* [PROBLEMS AND TASKS]
**A.** Please list every earlier court case that the Wright v. Lazaroff order cites by name.
**B.** Carry on the Wright v. Lazaroff order, starting after its final sentence.

* [EXCERPTED TEXT]
Wright v. Lazaroff

Decision Date25 June 2009
Docket NumberNo. 1:07cv1022.,1:07cv1022.
PartiesJeffrey Len WRIGHT, Petitioner, v. Alan LAZAROFF, Warden, Pickaway Correctional Institution, Respondent.
CourtU.S. District Court — Southern District of Ohio

Jeffrey Len Wright, Orient, OH, pro se.

Hilda Rosenberg, Office of the Ohio Attorney General, Cincinnati, OH, for Respondent.

ORDER

MICHAEL R. BARRETT, District Judge.

This matter is before the Court on the Report and Recommendation filed by the Magistrate Judge on May 15, 2009 (Doc. 46).

Proper notice has been given to the parties under 28 U.S.C. § 636(b)(1)(C), including notice that the parties would waive further appeal if they failed to file objections to the Report and Recommendation in a timely manner. See United States v. Walters, 638 F.2d 947 (6th Cir.1981). No objections to the Magistrate Judge's Report and Recommendation have been filed.

Having reviewed this matter de novo pursuant to 28 U.S.C. 636, this Court finds the Magistrate Judge's Report and Recommendation to be correct.

Accordingly, it is ORDERED that the Report and Recommendation of the Magistrate Judge is hereby ADOPTED. The Petitioner's petition for writ of habeas corpus pursuant to 28 U.S.C. § 2254 (Doc. 3) is DENIED with prejudice.

A certificate of appealability should not issue with respect to petitioner's claims for relief under the applicable two-part standard enunciated in Slack v. McDaniel, 529 U.S. 473, 484-85, 120 S.Ct. 1595, 146 L.Ed.2d 542 (2000). With respect to any application by petitioner to proceed on appeal in forma pauperis, the Court certifies pursuant to 28 U.S.C. § 1915(a)(3) that an appeal of any Order adopting this Report and Recommendation would not be taken in "good faith," and therefore DENIES petitioner leave to appeal in forma pauperis upon a showing of financial necessity. See Fed. R.App. P. 24(a); Kincade v. Sparkman, 117 F.3d 949, 952 (6th Cir. 1997).

* [GIVEN RECORDS]
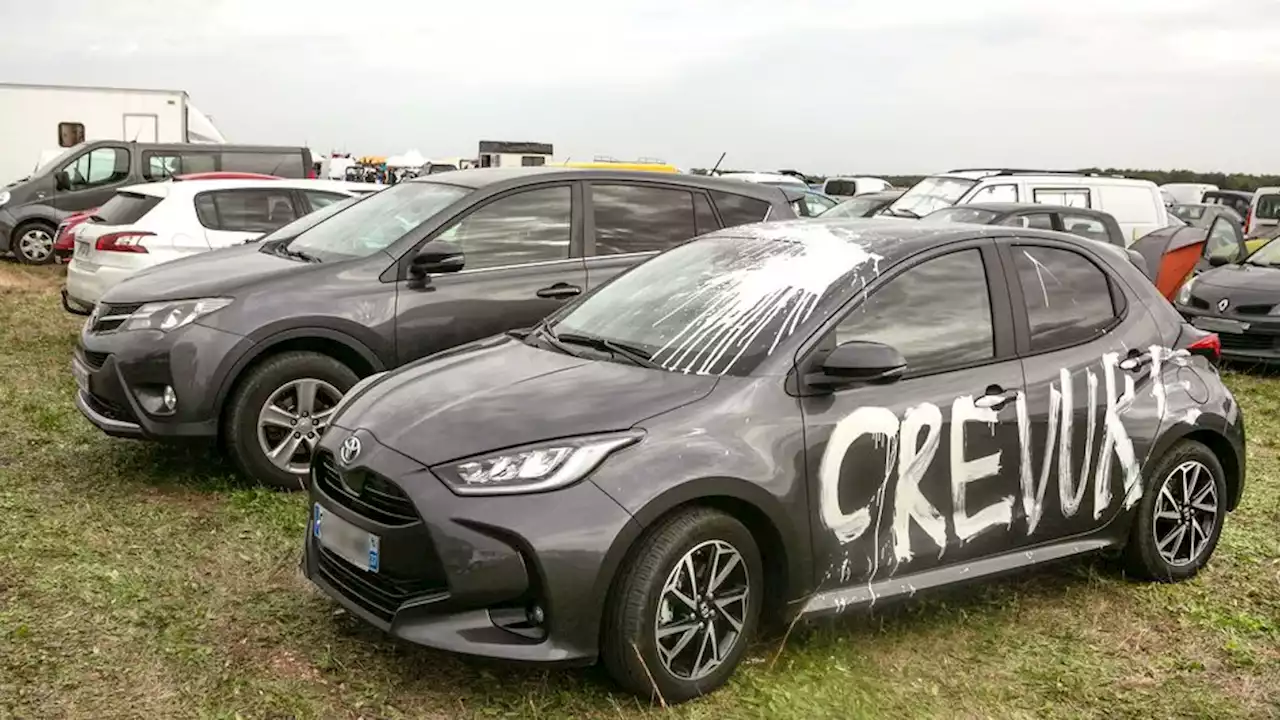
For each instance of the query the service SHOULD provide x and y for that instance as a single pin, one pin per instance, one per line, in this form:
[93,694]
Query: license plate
[1220,324]
[344,540]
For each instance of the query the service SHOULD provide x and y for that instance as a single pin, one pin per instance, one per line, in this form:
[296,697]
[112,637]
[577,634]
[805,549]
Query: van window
[1068,196]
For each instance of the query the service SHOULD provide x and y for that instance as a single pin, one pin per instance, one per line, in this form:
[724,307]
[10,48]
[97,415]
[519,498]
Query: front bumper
[460,573]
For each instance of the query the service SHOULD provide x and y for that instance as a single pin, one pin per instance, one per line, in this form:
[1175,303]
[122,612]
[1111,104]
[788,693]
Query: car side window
[1068,297]
[245,210]
[739,209]
[526,227]
[937,314]
[631,218]
[99,167]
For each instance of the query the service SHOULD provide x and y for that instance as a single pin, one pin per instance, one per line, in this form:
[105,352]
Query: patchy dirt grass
[140,580]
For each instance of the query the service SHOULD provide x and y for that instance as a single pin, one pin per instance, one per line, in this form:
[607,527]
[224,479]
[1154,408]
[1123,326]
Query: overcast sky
[887,86]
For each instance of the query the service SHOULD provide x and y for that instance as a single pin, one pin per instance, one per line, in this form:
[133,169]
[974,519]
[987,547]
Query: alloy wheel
[702,610]
[292,422]
[1187,513]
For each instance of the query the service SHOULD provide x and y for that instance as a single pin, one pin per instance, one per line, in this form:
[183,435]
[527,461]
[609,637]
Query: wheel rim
[292,422]
[1187,514]
[36,244]
[702,610]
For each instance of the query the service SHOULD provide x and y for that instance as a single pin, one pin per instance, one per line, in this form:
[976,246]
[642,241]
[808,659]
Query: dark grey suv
[256,345]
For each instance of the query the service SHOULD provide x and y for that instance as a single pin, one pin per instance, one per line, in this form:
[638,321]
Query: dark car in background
[256,345]
[88,174]
[787,419]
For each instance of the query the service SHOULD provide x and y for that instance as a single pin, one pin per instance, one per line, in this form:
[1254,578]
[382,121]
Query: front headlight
[172,315]
[536,468]
[1184,294]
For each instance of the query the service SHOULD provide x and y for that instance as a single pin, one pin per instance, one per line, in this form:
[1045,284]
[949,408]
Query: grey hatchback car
[256,345]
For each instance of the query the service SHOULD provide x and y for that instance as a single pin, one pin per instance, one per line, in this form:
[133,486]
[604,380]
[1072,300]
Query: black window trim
[816,346]
[1022,323]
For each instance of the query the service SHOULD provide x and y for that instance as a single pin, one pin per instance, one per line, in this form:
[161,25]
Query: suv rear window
[126,208]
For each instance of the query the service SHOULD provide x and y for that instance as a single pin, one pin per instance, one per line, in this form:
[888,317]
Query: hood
[209,274]
[501,392]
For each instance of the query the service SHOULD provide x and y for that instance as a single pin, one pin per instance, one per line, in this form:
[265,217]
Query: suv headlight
[535,468]
[172,315]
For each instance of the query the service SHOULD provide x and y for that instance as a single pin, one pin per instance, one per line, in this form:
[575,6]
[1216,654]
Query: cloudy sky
[887,86]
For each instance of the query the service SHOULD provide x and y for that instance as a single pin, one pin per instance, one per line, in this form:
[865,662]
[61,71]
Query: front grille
[378,499]
[375,592]
[108,318]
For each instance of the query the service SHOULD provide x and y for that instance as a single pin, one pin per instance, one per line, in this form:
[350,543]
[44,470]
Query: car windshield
[929,195]
[376,222]
[974,215]
[718,305]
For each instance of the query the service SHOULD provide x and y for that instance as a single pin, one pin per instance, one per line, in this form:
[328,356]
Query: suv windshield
[929,195]
[375,222]
[718,305]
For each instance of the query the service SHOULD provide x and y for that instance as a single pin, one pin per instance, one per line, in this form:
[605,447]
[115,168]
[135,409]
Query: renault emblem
[350,450]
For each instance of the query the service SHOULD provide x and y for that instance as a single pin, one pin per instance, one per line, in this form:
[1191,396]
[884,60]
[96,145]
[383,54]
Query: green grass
[141,580]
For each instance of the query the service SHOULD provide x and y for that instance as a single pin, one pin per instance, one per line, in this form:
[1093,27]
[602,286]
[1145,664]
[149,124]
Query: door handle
[560,291]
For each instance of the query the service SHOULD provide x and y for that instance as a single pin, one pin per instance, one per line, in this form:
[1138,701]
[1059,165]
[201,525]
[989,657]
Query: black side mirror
[858,361]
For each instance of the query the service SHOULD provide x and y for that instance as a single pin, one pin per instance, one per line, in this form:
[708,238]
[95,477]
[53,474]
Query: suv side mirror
[859,361]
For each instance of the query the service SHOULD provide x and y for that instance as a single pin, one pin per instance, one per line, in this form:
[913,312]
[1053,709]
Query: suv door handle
[560,291]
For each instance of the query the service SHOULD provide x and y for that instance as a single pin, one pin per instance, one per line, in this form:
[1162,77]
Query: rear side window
[1068,297]
[245,210]
[739,209]
[126,208]
[283,164]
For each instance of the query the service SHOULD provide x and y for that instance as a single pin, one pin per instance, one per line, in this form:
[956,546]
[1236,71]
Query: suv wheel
[33,244]
[279,414]
[1180,518]
[684,607]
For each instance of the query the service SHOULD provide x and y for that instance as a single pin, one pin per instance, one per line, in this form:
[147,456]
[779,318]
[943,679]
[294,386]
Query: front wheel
[685,606]
[279,414]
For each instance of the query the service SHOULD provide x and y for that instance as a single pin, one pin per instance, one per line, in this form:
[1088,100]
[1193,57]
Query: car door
[919,473]
[630,222]
[1092,409]
[521,255]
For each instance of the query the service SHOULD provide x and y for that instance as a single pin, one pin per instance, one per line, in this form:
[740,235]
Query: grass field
[141,580]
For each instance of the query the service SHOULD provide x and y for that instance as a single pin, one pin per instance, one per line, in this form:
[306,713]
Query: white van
[1136,204]
[1264,212]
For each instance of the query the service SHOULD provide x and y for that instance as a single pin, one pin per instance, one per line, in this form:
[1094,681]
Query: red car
[64,240]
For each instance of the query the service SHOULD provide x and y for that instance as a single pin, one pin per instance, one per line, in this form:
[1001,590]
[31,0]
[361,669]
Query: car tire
[1156,551]
[668,670]
[24,240]
[250,428]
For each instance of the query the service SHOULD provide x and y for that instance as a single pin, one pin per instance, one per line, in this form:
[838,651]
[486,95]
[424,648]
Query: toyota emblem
[350,450]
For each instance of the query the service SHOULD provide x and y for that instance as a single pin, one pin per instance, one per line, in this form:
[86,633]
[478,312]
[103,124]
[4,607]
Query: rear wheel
[280,411]
[33,244]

* [THE RESPONSES]
**A.**
- United States v. Walters
- Slack v. McDaniel
- Kincade v. Sparkman

**B.**
IT IS SO ORDERED.

REPORT AND RECOMMENDATION

TIMOTHY S. HOGAN, United States Magistrate Judge.

Petitioner, a state prisoner, brings this case pro se seeking a Writ of Habeas Corpus pursuant to 28 U.S.C. § 2254. This matter is before the Court on the petition (Doc. 3), respondent's return of writ and exhibits thereto (Doc. 27), and petitioner's traverse. (Doc. 41).

FACTS AND PROCEDURAL HISTORY

This case involves the following facts and proceedings before the trial court, as summarized by the Twelfth District Ohio Court of Appeals:1

{¶ 2} On December 3, 2003, appellant visited the home of Anna Cmehil, who was 89 years old. After testing Cmehil's hearing and taking impressions of her ears, the two agreed that Cmehil would purchase from appellant a hearing aid for the price of $1,500. Cmehil wrote a check, payable to appellant, in the amount of $750 as partial payment. Appellant unexpectedly returned to Cmehil's home the following day, and told her that he needed to make a new impression of her ear. Cmehil asked for a discounted purchase price, and appellant agreed to lower the price to $1,125 if Cmehil paid the balance that day. Cmehil agreed and wrote another check to appellant in the amount of $375. Cmehil never received a hearing aid from appellant, despite trying to reach him by telephone on several occasions.

{¶ 3} On December 12, 2003, appellant visited the home of Walter and Jeanne Engleman, who were 83 and 81 years old respectively. After testing Walter's hearing and taking impressions of his ears, they agreed that the Englemans would purchase from appellant hearing aids for the price of $3,000. Jeanne wrote a check to appellant for $1,000, and appellant promised to deliver the hearing aids in two weeks. Appellant returned to their home the next day, and told Walter that he needed more money for the deposit on the order. Walter gave him an additional $50 in cash. A few days later, Jeanne asked appellant for a refund, completed and sent to appellant a written cancellation of the contract, and called him to tell him she was canceling the contract. The Englemans did not receive the hearing aids or a refund.

{¶ 4} On December 15, 2003, appellant visited the home of Nellie McQueary, who was 90 years old. After testing McQueary's hearing and taking an impression of her ear, the two agreed that McQueary would purchase from appellant a hearing aid for the price of $1,500. McQueary wrote appellant a check for $100. The next day, McQueary attempted to reach appellant by telephone so that she could cancel the order. However, McQueary never heard from appellant, and did not receive a hearing aid or a refund.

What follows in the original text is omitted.